• **Text segment**:
☆ ☆ ☆ ☆

PED is a devastating swine disease known since at least the 1970s. However, this is the first time it has crossed into the United States and consumers are already feeling the impact through higher bacon prices.

Dr. Bruce Brodersen, assistant professor at the University of Nebraska-Lincoln's Veterinary Diagnostic Center, noted that the U.S. swine population was highly susceptible to the virus due to its lack of previous exposure. The complete absence of immunity makes the disease outbreaks very severe and the pig mortality rate is devastating, he added.

☆ ☆ ☆ ☆

• **Extracted entries**:

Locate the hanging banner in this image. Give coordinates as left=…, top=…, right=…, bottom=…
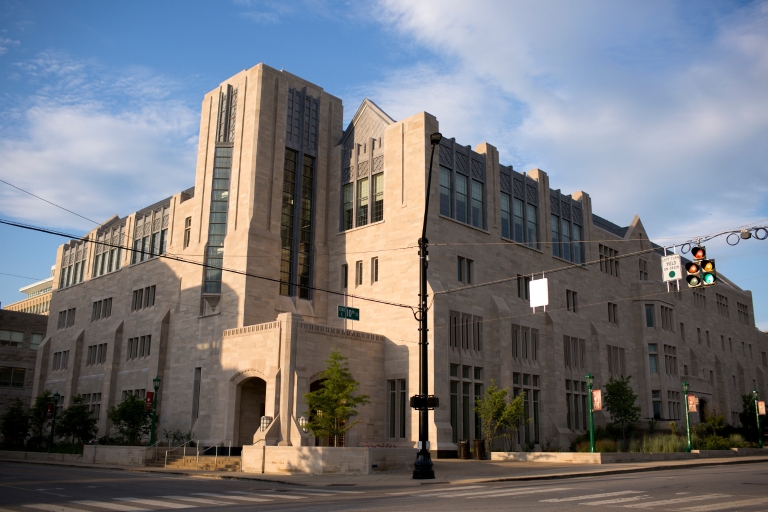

☆ ☆ ☆ ☆

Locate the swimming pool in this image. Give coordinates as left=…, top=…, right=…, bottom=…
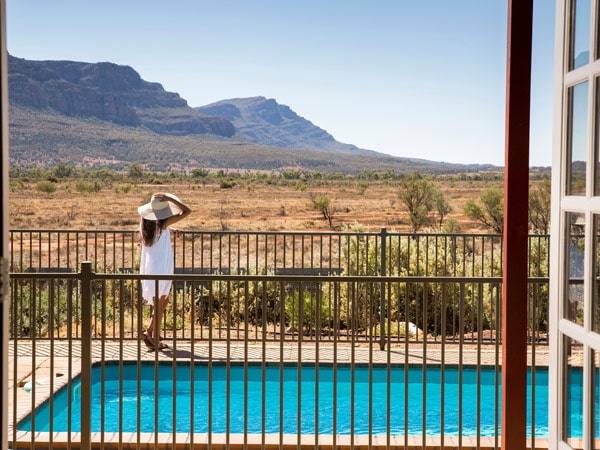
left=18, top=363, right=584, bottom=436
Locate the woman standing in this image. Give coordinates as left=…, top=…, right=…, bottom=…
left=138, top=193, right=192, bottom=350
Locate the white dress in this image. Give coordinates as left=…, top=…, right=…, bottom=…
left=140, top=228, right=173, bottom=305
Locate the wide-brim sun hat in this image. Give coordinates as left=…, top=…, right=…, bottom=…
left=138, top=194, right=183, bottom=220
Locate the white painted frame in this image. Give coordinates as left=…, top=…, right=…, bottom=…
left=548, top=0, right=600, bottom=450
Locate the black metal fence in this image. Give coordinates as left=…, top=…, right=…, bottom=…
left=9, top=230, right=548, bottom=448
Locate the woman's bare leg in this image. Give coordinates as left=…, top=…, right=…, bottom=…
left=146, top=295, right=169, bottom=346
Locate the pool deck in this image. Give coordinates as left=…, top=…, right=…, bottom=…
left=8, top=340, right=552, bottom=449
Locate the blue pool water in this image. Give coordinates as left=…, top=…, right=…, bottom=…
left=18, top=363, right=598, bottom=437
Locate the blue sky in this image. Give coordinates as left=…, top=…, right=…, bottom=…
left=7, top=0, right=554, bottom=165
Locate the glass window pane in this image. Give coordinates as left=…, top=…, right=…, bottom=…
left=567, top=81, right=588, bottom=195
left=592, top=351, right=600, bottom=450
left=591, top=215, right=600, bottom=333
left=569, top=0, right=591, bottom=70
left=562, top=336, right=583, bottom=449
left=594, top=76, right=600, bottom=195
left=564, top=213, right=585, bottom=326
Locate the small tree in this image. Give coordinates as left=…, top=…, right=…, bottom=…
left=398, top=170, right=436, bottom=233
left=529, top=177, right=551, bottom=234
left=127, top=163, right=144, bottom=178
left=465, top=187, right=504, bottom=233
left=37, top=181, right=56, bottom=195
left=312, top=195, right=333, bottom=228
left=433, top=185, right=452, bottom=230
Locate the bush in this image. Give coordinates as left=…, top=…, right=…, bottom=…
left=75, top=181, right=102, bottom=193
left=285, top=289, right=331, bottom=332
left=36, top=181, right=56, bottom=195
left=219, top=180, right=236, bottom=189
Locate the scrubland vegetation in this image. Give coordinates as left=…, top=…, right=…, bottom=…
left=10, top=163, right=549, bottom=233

☆ ☆ ☆ ☆

• **Task**:
Please reproduce the passage on the swine disease PED word for word, from "PED is a devastating" to "higher bacon prices.".

• **Answer section**:
PED is a devastating swine disease known since at least the 1970s. However, this is the first time it has crossed into the United States and consumers are already feeling the impact through higher bacon prices.